Requests »
1. In the confidentiality agreement text below, what collective term is given to the business affairs and operations of Discloser?
2. The confidentiality agreement text below names several kinds of people who are grouped together as "Representatives." List every one of them.
3. Reproduce the passage of the confidentiality agreement text below, starting at "RECITALS A. Discloser" and ending at "Discloser and Receiver.".

Document text »
RECITALS A. Discloser and Receiver have had and will in the future have discussions regarding the business affairs and operations of Discloser (collectively, the "Business").
B. Discloser contemplates disclosing to Receiver certain Confidential Information (as defined in Section 1 below) regarding the Business in connection with consideration of a possible transaction between Discloser and Receiver.
C. The parties wish to provide for keeping the Confidential Information confidential on the terms set forth herein.
AGREEMENT
In consideration of the foregoing, the mutual covenants herein contained and
other good and valuable consideration (the receipt, adequacy and sufficiency
of which are hereby acknowledged by the parties by their execution hereof),
the parties agree as follows:
1. Definition of Confidential Information. As used in this Agreement, the term "Confidential
Information" shall mean all information and materials which relate to past,
present or future products, software, research, development, inventions, processes,
techniques, designs or technical information and data, relating to the business
affairs and operations of Discloser; provided, however, that Confidential Information
shall not include any information or materials which are: (i) generally available
to the public other than as a result of a disclosure by a party or any of its
agents, representatives, affiliates, clients, employees or consultants (collectively, "Representatives")

Collected data »
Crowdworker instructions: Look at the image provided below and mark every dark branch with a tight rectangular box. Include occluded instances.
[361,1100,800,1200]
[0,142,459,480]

Answers to the tasks »
1. The "Business"

2. agents, representatives, affiliates, clients, employees, consultants

3.
RECITALS A. Discloser and Receiver have had and will in the future have discussions regarding the business affairs and operations of Discloser (collectively, the "Business").
B. Discloser contemplates disclosing to Receiver certain Confidential Information (as defined in Section 1 below) regarding the Business in connection with consideration of a possible transaction between Discloser and Receiver.